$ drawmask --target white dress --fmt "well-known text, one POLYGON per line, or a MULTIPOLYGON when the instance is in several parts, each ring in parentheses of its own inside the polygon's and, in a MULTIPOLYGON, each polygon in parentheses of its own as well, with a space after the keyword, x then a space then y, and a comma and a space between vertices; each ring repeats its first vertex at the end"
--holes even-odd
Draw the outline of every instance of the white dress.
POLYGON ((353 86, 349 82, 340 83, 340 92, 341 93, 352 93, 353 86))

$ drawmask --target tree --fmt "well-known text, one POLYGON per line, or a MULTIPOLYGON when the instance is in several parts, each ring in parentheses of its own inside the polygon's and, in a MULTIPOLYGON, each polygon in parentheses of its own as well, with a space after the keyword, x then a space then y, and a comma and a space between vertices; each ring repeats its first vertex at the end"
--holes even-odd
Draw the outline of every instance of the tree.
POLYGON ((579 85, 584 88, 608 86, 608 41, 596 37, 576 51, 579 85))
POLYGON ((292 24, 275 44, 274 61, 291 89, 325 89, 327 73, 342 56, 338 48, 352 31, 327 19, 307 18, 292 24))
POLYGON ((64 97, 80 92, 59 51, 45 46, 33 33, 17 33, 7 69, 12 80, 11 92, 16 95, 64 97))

★ ★ ★ ★ ★ ★ ★

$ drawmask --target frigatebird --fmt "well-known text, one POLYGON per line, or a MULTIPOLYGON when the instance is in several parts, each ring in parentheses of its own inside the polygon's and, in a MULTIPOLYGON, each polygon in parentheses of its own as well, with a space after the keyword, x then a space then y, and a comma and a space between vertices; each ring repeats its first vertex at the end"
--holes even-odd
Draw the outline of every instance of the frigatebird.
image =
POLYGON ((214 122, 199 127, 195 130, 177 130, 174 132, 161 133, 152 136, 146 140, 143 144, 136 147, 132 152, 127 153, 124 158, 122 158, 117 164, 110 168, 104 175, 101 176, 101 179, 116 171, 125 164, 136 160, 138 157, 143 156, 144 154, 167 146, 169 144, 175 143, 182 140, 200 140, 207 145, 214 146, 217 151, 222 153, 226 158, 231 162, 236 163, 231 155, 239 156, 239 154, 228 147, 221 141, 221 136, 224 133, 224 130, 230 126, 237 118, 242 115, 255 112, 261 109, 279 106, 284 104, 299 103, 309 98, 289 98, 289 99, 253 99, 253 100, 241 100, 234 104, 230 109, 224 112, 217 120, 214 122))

★ ★ ★ ★ ★ ★ ★

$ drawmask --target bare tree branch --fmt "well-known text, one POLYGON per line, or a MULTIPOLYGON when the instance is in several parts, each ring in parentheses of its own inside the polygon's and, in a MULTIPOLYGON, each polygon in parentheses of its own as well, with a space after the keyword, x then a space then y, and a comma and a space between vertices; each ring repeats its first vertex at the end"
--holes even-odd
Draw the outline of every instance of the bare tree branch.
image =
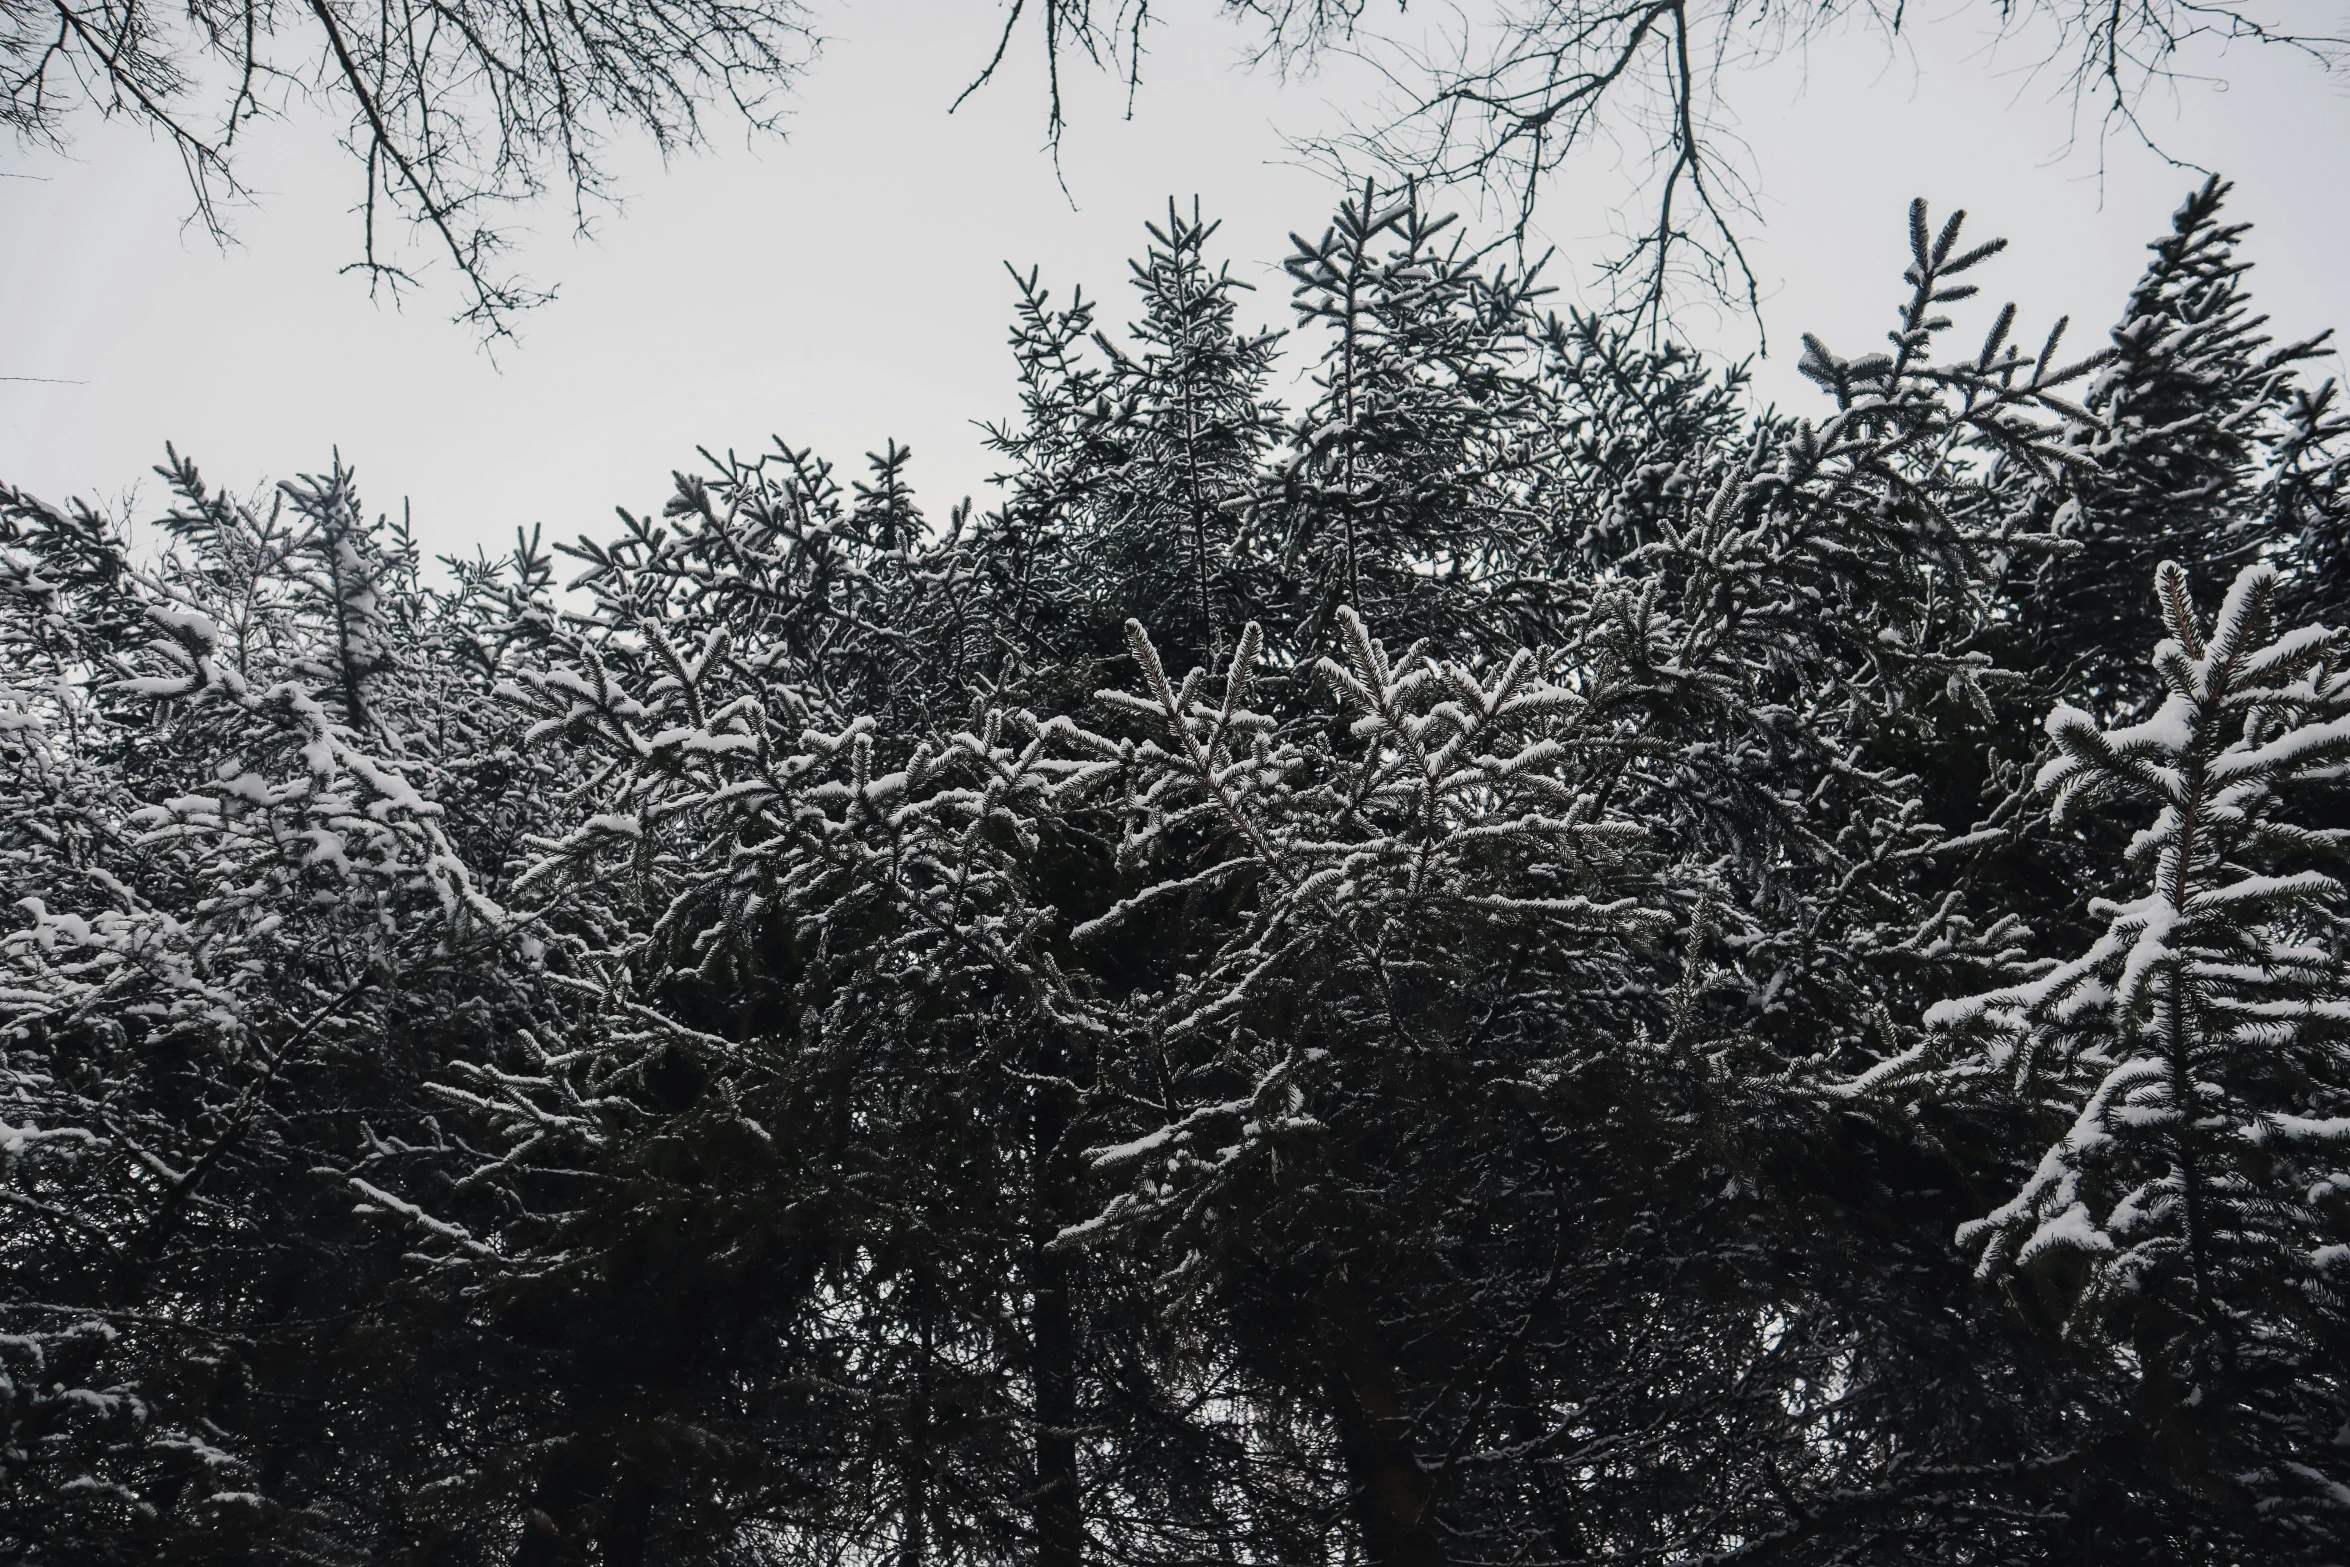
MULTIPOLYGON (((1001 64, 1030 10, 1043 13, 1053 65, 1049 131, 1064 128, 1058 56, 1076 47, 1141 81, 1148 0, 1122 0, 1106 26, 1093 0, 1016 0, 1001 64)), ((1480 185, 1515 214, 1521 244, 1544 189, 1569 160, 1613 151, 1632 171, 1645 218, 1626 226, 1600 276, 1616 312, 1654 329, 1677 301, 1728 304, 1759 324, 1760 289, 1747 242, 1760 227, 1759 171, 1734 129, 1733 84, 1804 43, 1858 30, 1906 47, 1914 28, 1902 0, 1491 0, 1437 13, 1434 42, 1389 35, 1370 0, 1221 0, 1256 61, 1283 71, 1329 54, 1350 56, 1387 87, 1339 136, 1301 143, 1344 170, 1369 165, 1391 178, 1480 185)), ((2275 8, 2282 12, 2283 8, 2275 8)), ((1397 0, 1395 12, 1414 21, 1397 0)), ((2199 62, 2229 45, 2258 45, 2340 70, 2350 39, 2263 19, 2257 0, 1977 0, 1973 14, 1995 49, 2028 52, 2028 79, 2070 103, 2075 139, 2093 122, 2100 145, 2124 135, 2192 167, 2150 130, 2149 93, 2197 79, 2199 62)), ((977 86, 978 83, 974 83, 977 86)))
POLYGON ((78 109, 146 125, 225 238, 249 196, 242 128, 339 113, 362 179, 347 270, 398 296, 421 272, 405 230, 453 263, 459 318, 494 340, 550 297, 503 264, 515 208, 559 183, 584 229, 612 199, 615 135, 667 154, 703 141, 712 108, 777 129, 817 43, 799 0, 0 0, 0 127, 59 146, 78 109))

★ ★ ★ ★ ★ ★ ★

TASK DIRECTIONS
Each line of the data that holds "frigatebird" should be reported.

SOLUTION TO THE PROBLEM
$ drawmask --target frigatebird --fmt "well-known text, one POLYGON per line, or a MULTIPOLYGON when the instance is in several parts, each ring in parentheses of its own inside the polygon's and, in a MULTIPOLYGON, each polygon in parentheses of its own as well, with a space after the keyword, x then a space then y, and a comma and a space between vertices; each ring repeats its first vertex at the end"
Draw the outline of every instance of the frigatebird.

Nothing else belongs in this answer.